> **Information supplied**
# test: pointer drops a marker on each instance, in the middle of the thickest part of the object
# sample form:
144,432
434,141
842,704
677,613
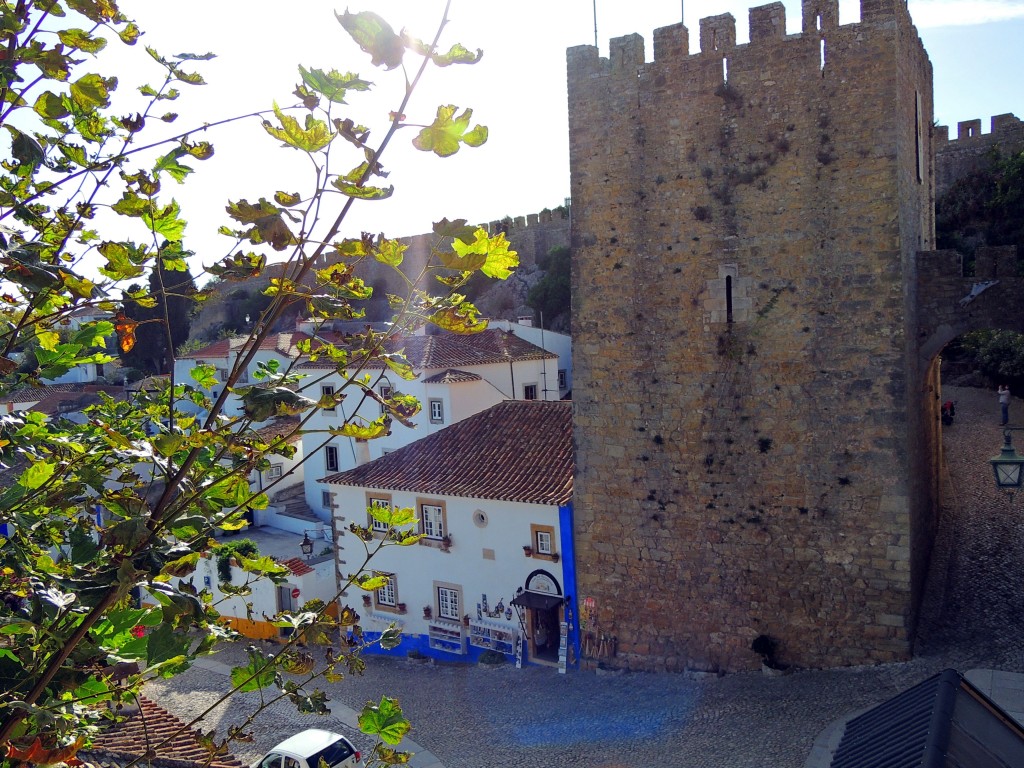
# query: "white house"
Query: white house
457,377
495,568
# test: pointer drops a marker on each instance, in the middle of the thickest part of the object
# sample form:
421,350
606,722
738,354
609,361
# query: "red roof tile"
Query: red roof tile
297,566
518,451
459,350
452,376
153,725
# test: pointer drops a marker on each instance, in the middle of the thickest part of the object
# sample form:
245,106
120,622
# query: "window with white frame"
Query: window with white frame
449,601
387,595
327,500
327,390
432,520
378,502
544,542
331,458
436,412
543,538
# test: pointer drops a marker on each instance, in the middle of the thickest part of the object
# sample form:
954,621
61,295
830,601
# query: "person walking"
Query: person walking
1004,393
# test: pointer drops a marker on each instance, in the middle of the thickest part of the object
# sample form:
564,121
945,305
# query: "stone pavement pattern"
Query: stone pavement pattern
470,717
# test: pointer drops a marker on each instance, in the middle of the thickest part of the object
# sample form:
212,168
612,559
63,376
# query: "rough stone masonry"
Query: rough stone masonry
755,456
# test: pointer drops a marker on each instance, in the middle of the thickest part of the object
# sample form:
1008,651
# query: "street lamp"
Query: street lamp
306,545
1009,464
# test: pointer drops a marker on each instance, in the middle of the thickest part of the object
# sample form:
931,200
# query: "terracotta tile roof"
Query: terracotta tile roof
452,376
518,451
297,566
280,427
148,728
459,350
27,393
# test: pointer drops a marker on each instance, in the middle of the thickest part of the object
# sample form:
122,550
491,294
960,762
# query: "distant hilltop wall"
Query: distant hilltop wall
966,154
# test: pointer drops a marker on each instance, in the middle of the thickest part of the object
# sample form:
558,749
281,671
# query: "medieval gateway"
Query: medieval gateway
757,322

> **Task description**
Excluding the pictures, output every entry above without alteration.

> **Final answer**
# test: pointer drops a marker on each instance, in the middle of the thickest part of the object
# sample form:
144,432
434,141
842,704
677,613
# query: "white house"
Query: white house
457,377
495,568
# test: pointer drops a marker on each instance, in the middle of the thickest part of the object
# sample form:
421,350
606,722
738,354
609,361
# query: "red roof tile"
Query: red roof tile
297,566
518,451
459,350
452,376
153,725
# test: pointer drops a marker on each instance, in the middle of the thickest part of the object
# sample form:
245,106
120,622
# query: "window with white frame"
Query: window with white frame
449,601
387,595
327,500
327,390
432,520
378,502
544,542
331,458
436,412
543,538
# test: pointer drops a marker on each instance, in the middle of the thickest part of the object
# sample form:
954,621
61,295
830,601
# query: "person walking"
Query: person walking
1004,393
# test: pointer drops a marker on each instance, in the middle of the thickest part of the object
# sample form:
564,121
945,305
# query: "stone pavement pattern"
Query: stone pavement pattern
470,717
# test: pointer drops a marker on each instance, in the middle of the thickest part of the object
# sample form:
212,168
612,559
63,376
# query: "rough stone masonry"
Query: rough stone masonry
755,456
# test: pointer drops a marker on each instance, in the middle of the thickest part of the object
# sample form:
1008,651
# query: "street lamp"
Query: street lamp
306,545
1009,464
# test: pointer drops a marker on each instance, in the middle of the thickest part of the object
# sample form:
931,200
# query: "terracotta tile roof"
Query: terracotta tile roof
452,376
518,451
297,566
280,427
148,728
459,350
27,393
# test: pointer drops a marker on each instance, in the middle of the thickest part of the object
# sample form:
122,550
491,294
960,762
# query: "distant hilltop wall"
Query: distant hilltop wall
966,154
# test: pointer drops a marker on each instance, in the middle of the thickest part of the object
# sample form:
558,749
281,671
# query: "medieval gateway"
Query: medieval gateway
757,322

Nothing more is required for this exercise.